* begin DATA SUPPLIED *

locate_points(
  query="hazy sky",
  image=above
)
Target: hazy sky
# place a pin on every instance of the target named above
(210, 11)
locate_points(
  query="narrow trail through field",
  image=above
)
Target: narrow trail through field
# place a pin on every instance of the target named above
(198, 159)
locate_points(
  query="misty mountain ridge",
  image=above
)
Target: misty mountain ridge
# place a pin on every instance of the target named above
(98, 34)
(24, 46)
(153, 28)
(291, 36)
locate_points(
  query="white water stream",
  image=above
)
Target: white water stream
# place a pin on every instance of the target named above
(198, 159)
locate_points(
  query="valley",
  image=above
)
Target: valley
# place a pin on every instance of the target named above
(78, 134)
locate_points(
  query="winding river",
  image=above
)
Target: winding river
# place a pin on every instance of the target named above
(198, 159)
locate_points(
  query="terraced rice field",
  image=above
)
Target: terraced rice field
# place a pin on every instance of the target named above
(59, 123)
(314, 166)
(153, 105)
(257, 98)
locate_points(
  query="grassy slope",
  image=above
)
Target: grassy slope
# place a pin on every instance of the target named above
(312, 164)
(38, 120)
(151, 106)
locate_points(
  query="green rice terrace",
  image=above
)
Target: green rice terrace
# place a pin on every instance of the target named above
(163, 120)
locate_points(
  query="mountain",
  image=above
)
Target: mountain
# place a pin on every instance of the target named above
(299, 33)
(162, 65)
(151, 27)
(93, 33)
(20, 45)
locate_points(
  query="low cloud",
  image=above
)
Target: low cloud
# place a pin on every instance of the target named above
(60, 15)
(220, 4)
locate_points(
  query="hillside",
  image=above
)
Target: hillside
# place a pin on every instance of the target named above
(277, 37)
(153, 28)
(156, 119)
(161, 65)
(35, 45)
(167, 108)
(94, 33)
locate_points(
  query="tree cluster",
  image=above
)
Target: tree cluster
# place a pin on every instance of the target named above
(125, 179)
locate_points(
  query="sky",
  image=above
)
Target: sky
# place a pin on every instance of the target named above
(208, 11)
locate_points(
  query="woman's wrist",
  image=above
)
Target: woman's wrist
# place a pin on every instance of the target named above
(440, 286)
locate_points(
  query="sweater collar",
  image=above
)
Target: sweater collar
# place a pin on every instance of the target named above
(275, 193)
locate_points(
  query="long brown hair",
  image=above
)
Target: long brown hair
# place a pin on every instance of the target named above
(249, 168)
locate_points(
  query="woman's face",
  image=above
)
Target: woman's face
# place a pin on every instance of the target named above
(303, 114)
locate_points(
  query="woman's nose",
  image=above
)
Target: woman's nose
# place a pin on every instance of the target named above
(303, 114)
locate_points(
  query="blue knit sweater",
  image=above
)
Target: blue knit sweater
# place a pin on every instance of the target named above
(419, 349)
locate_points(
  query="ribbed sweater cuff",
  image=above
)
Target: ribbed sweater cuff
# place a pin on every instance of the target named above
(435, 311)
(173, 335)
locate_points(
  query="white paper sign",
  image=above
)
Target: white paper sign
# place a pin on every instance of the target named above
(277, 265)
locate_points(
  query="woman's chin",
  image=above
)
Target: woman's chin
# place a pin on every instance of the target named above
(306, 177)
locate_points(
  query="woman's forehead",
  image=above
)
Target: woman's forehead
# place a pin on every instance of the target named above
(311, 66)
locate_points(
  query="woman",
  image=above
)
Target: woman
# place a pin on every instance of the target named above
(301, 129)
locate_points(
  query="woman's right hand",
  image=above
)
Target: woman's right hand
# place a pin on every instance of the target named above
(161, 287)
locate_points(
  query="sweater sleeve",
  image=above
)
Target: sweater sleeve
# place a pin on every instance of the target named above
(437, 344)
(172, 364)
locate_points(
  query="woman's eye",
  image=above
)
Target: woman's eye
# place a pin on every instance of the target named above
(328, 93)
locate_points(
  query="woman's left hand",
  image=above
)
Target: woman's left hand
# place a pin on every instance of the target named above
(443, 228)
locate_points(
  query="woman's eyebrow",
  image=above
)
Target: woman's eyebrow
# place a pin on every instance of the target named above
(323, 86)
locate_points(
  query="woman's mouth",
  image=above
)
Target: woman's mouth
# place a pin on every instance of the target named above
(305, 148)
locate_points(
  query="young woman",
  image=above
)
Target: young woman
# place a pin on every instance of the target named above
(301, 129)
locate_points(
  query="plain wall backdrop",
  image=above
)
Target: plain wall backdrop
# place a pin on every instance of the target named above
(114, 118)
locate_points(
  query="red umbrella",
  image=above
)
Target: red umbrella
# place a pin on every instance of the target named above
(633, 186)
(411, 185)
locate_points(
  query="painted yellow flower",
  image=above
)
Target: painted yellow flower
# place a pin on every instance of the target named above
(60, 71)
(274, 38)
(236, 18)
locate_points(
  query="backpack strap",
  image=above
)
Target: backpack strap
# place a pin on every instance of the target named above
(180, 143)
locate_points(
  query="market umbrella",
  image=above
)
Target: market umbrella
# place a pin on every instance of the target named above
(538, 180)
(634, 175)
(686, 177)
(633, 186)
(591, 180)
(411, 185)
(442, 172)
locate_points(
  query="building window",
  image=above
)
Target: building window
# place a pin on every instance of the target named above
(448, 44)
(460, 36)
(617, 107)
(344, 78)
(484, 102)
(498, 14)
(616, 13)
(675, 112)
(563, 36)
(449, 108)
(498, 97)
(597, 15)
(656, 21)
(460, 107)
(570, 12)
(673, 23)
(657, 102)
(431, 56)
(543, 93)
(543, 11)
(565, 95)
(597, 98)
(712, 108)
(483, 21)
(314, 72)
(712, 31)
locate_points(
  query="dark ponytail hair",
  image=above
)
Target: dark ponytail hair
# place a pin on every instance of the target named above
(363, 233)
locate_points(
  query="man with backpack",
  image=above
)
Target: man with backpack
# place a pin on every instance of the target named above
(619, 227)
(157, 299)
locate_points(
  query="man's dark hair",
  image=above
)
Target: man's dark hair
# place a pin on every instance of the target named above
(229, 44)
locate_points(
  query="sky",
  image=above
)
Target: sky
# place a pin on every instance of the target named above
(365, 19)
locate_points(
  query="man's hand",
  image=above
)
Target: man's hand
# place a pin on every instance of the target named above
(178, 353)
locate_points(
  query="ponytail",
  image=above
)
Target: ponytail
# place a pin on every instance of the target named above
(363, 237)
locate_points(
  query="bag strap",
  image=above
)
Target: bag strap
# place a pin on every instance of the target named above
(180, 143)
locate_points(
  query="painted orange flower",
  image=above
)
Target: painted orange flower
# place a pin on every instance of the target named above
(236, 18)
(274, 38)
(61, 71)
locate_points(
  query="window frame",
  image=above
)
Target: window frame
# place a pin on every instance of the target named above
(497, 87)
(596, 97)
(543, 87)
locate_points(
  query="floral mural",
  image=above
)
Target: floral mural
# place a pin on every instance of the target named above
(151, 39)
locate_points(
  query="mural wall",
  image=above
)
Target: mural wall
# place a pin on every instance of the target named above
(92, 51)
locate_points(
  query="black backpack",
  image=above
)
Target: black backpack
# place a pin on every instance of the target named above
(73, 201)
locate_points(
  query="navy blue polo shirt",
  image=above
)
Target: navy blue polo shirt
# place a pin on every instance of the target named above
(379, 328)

* end DATA SUPPLIED *

:: REQUIRED TASK ::
Locate every line in the records above that contains the word "hand" and copy each one. Case counts.

:: TASK SOLUTION ::
  query="woman's right hand",
Target: woman's right hand
  query="woman's left hand",
Target: woman's left hand
  query="man's hand",
Target: man's hand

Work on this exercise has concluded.